**What is asked**
Rewrite the rows below, keeping every line, from the line containing "Place a point on every instance of the blue" through the line containing "(1126, 804)", inclusive. Shift each point by adding -98 to both of its coordinates, and change nothing else.

____________

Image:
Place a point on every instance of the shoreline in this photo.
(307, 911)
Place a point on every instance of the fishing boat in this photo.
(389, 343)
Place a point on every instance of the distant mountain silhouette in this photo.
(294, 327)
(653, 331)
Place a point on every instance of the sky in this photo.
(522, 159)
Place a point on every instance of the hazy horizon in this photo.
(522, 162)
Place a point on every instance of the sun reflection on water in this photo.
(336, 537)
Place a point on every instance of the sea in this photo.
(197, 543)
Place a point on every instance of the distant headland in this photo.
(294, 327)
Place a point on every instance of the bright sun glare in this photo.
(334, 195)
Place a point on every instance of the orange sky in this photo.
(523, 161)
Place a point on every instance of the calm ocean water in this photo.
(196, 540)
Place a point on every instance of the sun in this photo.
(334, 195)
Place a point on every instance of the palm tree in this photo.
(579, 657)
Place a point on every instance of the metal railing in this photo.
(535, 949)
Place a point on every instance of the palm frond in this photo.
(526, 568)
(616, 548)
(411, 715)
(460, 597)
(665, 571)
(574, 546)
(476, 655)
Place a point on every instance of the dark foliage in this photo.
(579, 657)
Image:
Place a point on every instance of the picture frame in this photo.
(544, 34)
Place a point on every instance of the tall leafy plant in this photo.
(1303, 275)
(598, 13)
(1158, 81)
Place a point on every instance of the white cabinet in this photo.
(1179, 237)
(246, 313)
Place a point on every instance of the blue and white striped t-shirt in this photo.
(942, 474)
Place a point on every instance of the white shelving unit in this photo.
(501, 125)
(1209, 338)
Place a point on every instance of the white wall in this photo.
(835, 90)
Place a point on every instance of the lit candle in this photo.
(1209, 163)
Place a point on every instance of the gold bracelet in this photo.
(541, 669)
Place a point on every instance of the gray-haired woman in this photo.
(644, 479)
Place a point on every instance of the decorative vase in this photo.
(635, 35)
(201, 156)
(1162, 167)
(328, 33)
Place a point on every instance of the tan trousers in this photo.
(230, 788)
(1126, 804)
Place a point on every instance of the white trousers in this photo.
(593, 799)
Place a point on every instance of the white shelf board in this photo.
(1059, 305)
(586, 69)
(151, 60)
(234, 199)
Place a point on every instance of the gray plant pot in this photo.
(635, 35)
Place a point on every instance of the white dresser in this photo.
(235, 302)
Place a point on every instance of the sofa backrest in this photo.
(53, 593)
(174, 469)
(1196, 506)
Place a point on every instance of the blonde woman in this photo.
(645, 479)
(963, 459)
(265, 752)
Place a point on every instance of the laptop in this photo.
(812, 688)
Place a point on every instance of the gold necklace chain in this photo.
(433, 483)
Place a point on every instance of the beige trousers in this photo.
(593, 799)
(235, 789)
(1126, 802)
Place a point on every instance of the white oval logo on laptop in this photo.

____________

**Complete output**
Place a point on every instance of the blue and white striped t-shirt in this photo.
(844, 376)
Place a point on every instance of the white shelving unit in this photo.
(403, 27)
(1111, 240)
Place a point on every instance of the white wall in this photo.
(737, -8)
Place a point on every instance of the lit candle in this photo.
(1111, 65)
Place a point on every instance of the gold bracelet in this photo.
(443, 571)
Place a point on every instance of the gray-haired woman in this photo.
(546, 381)
Place a point on every instance of the decorative vase in this photo.
(537, -63)
(103, 58)
(1064, 69)
(230, -65)
Place a point on every instance of the tan trousers in this photo.
(132, 690)
(1028, 706)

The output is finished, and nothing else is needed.